Challenge 1 =
Answer these questions from the article on young people and online hate in Slovakia:
(a) What share of young people in Slovakia have had an experience with hateful behavior on the internet?
(b) What percentage declared they would alert state authorities about such expressions?
(c) How many respondents took part in the survey, and what was their age range?

Selected text =
::::

The passivity of the younger generation against hateful actions corresponds to the total passive approach to civic engagement in the online environment, analysts say.

Illustration Stock Photo(Source: Sme)

Up to 84 percent of young people in Slovakia have had an experience with hateful behaviour on the internet, according to the study Young People in Cyberspace – Opportunities and Risks for Democracy by the Institute for Public Affairs (IVO), the TASR newswire reported.

Although 68 percent of younger people consider hateful social site statuses, notes, comments and videos a serious social problem, three quarters (76 percent) of them demonstrate passive behaviour towards the haters. The largest proportion of passive youth (33 percent) maintains their passivity as they deem the actions of the haters a manifestation of free will, said the author of the study and IVO analyst Marián Velšic.

“Another 28 percent does nothing because according to them such reactions do not make sense and 15 percent do not neglect the importance of reactions,” said Velšic, as quoted by TASR.

Respondents to the survey indicated that they most frequently encounter the attitudes of hate on social network (69 percent) and in discussions about common internet media articles (45 percent). Velšic pointed out that 10 percent of respondents actively fight against hate speech and intolerance at least by warning the administrators of the sites.

“Only 1 percent declared that they would alert state authorities in the case of such expressions and possible violations of the law,” said Velšic.

Analysts reported similar findings in the so-called internet trolling, the provocation of participants in discussions and the disruption of objective discussions. Despite the fact that up to 94 percent of respondents declared that they encounter the actions, their reactions are again passive, according to Velšic.

Read also:White Crow awards vie against hatred

Velšic pointed out that the situation corresponds to the total passive approach of the younger generation to civic engagement in the online environment. Most young people read posts and opinions within discussions, give likes to statuses or read blogs, he said.

“However, only 6 to 9 percent use expressions of engagement via their own blogs, the organisation of petitions or the establishment of their own websites,” said Velšic, as cited by TASR.

IVO conducted data collection for the survey in cooperation with the Focus agency and with the support of the ESET Foundation in September 2016. The survey consisted of 1,083 respondents aged 18 to 39 years, TASR wrote.

::::

Data for processing =
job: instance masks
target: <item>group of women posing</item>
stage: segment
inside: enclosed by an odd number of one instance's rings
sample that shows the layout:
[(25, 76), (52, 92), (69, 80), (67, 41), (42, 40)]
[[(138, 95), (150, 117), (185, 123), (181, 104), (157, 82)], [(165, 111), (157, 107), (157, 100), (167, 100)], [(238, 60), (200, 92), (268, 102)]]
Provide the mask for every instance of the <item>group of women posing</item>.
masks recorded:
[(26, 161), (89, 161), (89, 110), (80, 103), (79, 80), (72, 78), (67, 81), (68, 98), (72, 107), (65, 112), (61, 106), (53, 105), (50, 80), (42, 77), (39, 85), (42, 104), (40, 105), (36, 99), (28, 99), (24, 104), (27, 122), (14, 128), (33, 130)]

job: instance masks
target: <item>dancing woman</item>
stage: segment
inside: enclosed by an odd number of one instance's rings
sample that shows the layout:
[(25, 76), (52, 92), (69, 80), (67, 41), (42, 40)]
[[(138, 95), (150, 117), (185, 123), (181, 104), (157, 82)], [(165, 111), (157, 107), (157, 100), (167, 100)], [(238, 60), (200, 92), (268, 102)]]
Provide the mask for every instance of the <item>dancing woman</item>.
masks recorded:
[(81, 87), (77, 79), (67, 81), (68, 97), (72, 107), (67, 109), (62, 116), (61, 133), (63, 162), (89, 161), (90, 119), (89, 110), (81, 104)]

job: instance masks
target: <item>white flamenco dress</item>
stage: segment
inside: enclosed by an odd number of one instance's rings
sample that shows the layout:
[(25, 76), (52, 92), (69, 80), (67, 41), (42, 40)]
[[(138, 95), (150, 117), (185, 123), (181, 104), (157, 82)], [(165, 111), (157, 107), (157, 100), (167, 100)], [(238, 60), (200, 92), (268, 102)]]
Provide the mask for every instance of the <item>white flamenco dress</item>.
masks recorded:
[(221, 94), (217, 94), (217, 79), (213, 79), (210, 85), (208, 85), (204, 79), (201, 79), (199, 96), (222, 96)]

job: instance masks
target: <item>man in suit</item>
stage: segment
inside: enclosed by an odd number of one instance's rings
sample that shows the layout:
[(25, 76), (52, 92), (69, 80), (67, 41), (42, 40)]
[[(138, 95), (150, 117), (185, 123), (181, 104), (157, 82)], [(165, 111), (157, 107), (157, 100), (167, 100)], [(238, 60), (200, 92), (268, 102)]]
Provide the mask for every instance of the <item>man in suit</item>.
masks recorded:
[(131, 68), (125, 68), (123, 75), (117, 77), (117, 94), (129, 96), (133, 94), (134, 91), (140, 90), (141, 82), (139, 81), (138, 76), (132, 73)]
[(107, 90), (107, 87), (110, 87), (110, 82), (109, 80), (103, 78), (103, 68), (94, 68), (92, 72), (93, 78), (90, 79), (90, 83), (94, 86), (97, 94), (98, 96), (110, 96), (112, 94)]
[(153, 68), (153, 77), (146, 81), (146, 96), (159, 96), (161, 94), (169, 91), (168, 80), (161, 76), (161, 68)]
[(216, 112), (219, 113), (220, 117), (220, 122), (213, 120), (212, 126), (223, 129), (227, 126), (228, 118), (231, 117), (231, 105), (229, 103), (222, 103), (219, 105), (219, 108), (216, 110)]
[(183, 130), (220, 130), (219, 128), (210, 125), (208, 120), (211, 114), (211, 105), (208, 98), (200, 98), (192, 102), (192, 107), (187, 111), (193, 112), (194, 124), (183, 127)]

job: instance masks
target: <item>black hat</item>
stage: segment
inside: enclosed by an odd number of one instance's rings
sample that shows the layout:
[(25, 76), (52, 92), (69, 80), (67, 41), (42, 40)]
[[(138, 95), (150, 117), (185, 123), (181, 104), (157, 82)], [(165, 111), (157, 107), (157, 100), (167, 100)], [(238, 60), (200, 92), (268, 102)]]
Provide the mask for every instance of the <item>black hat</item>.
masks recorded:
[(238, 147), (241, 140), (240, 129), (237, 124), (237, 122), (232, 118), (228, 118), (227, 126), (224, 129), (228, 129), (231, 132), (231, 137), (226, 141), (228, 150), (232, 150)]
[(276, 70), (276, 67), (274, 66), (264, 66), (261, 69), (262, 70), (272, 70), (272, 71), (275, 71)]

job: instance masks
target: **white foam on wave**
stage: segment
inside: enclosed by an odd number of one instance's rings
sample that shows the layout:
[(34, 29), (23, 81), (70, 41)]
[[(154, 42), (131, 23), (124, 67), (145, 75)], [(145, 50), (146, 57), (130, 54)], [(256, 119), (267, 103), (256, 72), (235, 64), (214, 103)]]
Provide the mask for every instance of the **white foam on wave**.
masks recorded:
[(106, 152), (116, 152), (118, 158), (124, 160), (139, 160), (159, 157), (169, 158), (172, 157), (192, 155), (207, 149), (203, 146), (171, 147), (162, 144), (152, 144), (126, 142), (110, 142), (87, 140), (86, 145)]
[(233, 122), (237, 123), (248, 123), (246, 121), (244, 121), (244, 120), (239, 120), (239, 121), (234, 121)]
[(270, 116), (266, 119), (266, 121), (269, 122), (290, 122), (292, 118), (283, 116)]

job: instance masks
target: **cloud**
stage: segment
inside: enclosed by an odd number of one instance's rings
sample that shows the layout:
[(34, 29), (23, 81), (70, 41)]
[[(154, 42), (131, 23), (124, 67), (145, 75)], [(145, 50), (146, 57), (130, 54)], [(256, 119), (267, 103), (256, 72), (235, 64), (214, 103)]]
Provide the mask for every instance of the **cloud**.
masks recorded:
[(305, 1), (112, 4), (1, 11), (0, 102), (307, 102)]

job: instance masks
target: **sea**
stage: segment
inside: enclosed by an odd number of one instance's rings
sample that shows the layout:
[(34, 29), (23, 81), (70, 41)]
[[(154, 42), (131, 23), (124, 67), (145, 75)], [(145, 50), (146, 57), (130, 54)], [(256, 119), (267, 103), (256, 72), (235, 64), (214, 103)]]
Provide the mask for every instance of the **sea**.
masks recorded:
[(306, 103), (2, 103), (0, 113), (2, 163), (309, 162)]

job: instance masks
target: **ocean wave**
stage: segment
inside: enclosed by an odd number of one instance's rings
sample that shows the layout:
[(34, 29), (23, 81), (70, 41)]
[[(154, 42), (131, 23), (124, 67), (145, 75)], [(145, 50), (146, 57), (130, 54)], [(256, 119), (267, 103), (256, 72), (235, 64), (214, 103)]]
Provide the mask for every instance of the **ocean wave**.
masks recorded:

::::

Challenge 2 = Collect every line of the rows that contains the word "dress".

Written reply 1 =
(a) Up to 84 percent.
(b) Only 1 percent.
(c) 1,083 respondents, aged 18 to 39 years.

Written reply 2 =
target: <item>white flamenco dress</item>
Provide the mask for every instance of the <item>white flamenco dress</item>.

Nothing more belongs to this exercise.